▶ _Task_
Output the material exactly, line by line.

──────── The data

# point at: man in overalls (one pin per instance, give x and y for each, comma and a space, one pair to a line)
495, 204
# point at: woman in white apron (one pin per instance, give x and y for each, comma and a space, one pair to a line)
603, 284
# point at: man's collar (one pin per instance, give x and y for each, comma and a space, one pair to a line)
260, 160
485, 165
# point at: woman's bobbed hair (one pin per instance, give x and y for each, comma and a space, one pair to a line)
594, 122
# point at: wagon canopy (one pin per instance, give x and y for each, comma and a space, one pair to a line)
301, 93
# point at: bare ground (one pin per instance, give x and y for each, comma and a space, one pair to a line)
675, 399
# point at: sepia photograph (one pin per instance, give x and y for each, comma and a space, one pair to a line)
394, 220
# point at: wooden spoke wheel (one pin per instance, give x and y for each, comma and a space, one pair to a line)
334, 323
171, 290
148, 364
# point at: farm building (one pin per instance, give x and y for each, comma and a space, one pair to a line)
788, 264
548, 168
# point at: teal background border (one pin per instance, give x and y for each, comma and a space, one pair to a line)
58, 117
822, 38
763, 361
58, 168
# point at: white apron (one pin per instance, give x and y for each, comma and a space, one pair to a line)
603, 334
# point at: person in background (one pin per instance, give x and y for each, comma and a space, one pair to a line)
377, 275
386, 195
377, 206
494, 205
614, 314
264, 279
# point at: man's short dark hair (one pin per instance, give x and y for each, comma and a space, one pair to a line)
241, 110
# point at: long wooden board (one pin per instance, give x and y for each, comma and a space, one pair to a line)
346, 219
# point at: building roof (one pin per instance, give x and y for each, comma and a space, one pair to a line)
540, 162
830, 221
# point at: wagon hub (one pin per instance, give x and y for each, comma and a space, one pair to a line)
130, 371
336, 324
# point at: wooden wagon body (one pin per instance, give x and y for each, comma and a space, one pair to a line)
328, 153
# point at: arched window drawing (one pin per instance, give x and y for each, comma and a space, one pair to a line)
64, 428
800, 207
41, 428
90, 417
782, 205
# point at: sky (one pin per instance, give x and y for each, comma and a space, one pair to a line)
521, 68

────────────────

▶ _Output of the exercise_
# point at: man in overalls (one pin per instance, give x and y for each, comma and a space, one pair to a line)
495, 204
# point at: woman in white apron (one pin per instance, give x and y for each, comma and a space, one pair to a line)
603, 284
# point at: man's collar (one pin per instance, give x and y for each, comma and a space, one pair to a line)
260, 160
485, 165
# point at: woman's bobbed hair (one pin per instance, give x and y for each, comma and a space, one pair to a line)
594, 122
# point at: wagon canopy (one pin per instance, give x and y for each, comma and a space, one pair to a line)
301, 93
# point at: bare ground (one pin per instance, give x and y for each, comma and a space, one pair to a line)
675, 399
# point at: sepia photograph (one pin per instance, give x and y for each, comma and a space, one pair to a line)
394, 220
# point at: wooden spoke wheel (one pin per instance, give x and y for each, comma and a space, one pair to a line)
334, 323
171, 290
148, 364
# point at: farm building (one pin per instance, give x and y for each, comma and a space, one pair to a line)
788, 264
548, 168
# point at: teal background border (one pin per instance, give x and y for each, comma and a space, one pair to a line)
58, 117
822, 38
763, 361
58, 168
# point at: white apron (one pin per instance, give x and y for each, comma and a space, one pair to a line)
603, 334
# point at: person in background (one pin per instance, give x and y for each, comma and a space, one pair to a line)
377, 275
386, 195
377, 206
494, 205
614, 314
264, 279
# point at: man's short dark hair (one pin per instance, give x and y for each, comma and a space, one pair to a line)
241, 110
# point at: long wooden board (one pin per instance, give x and y for each, comma and a space, one pair to a line)
346, 219
# point at: building roof (one pin per instance, give x and y for each, comma and a space, one pair to a line)
540, 162
830, 221
# point at: wagon hub (one pin per instance, give x and y for each, comma and a space, one pair to a line)
130, 371
336, 324
# point at: wooden wagon body (one pin per instance, give x and y for each, comma and a space, one pair to a line)
328, 153
# point at: arched window drawing (one pin per instance, give x and y for each, comma and a space, one pair to a line)
64, 428
800, 207
41, 428
90, 417
782, 205
# point at: sky (one pin per instance, give x and y for each, comma and a space, one pair to a line)
521, 68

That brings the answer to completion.